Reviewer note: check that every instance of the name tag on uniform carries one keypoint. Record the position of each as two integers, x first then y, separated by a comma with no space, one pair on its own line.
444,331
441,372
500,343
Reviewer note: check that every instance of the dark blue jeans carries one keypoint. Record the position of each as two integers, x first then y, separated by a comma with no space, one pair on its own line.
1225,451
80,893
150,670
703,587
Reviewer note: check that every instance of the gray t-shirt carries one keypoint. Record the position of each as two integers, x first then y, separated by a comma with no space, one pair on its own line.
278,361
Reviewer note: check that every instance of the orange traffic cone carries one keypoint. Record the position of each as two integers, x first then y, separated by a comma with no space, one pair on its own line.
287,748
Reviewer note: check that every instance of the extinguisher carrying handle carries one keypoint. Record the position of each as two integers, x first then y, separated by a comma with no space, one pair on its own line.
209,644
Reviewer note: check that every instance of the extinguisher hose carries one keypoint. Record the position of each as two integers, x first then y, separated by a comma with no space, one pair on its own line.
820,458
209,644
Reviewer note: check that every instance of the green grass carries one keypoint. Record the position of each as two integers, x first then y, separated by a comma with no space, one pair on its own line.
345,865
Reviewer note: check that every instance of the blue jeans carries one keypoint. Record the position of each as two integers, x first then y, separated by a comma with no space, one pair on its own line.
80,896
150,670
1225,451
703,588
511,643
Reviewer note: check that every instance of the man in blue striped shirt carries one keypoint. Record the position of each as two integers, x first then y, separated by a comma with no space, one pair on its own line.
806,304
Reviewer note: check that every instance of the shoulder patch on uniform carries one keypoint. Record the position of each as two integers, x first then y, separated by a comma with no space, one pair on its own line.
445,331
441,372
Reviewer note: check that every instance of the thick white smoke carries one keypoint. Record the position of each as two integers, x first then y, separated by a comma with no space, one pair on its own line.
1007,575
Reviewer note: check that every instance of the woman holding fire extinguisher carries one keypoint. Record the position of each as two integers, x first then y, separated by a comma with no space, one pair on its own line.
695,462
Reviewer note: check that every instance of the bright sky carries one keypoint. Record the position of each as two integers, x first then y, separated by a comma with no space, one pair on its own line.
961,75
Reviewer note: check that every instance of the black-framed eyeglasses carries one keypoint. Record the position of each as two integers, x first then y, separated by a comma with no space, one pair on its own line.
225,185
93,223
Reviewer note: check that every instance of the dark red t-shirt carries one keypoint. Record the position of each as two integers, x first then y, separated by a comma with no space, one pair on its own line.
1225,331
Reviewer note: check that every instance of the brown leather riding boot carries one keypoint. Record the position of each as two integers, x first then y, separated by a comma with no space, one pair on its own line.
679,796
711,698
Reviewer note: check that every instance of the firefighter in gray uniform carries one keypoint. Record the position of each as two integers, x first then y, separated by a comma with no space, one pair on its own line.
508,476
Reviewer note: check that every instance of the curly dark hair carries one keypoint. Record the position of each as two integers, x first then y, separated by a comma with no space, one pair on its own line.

________________

**WORK INSTRUCTION**.
Once you have read the listing, retype it in full, word for word.

**YOUR SOLUTION**.
Reviewer note: check that every instance of the name tag on uniform carries one keypoint. Record the position of each as two integers, x first then y, separated by a comma with no space, one pair on its own line.
444,331
441,372
500,343
Reviewer note: check that every instance of the dark blue jeans carries one keypoint. Record the position of each as two integers, x first then y, separated by a comma with no space, one pair on its own line.
1225,451
80,893
150,670
703,587
Reviewer note: check that every instance of the gray t-shirt carries one keypoint. Record the position of each as two integers, x first then y, separated by a comma with no space, one pair on its own line.
278,361
Reviewer note: check that every instance of the orange traffic cone carries one keypoint. Record the position of each as two integers, x first then y, separated by a comma with no space, one pair on its own line.
287,748
Reviewer note: check that every instance of the extinguisher carrying handle carries one keypoint. Record the position of each as two integers, x first then y, separated by a comma with no space, one pair on its own line.
209,644
Reviewer note: check that every instance of the extinguisher hose carries one keypoint. Record the position of each as two integers, x first then y, separated by a comma with no space, one pair on its own line.
820,458
209,644
Reviewer note: check that every instance of the green grass carries one keypoint. Record the position of each as two integers, x first then y, separated by a comma with no space, one pair on its own line.
345,865
Reviewer note: check that every instance of the blue jeans carries one keypoint. Record the position of each as two integers, x first then y, separated by a comma with no space, one pair on its own line.
80,896
150,670
1225,451
703,588
511,643
Reviewer note: check that every instance of the man in blue striped shirt carries one keypoint. Record the position of each as two integers, x first then y, separated by a comma with no space, one pair on its own line.
806,304
Reviewer note: check that every instance of the shoulder patch on uniform carries one keypoint. Record the position of each as two integers, x first then y, separated by a comma with no space, one pair on its own line.
445,331
441,372
Reviewer note: check that every instance of the thick white smoke carries one keypoint. Record the position of each as two integers, x first then y, separated by a comma with no space, one pair on its own line.
1007,575
Reviewer note: check that every instance of the woman holding fire extinguisher carries one keypoint. Record the position of each as two integers, x first then y, separated by a comma with no space, one pair on its own line.
695,462
Reviewer note: check that every instance of the bright sky carries one keypoint. Record the position of each as two integers, x first then y, separated by a comma with no space, one pair on its own line.
961,75
Reviewer note: check that every instance of the black-framed eyeglasses carries one keypoint. Record the position of each as two integers, x first then y, separated by a comma with no space, one pair on its own line.
225,185
93,223
Reviewer note: check that every instance of the dark red t-shirt carries one keypoint. Record the position of each as two integers, x first then y, separated by a comma with no space, one pair on its own line.
1225,331
Reviewer note: check that every instance of the brown leather riding boot carries one keypoint. Record the position of each as two integers, x first then y, separated by a comma with no space, one pair on its own line.
679,796
711,698
Reviewer note: check that every instance of the firefighter in gray uniform carries one keypoint. Record the position of each as two integers, x first then y, separated by a comma with no space, one pair on its own line.
508,476
Reviewer note: check that every instance of the curly dark hair carries one keypoint. Record the position of each as two integers, x first then y, separated by a comma with no space, one pair on its own line.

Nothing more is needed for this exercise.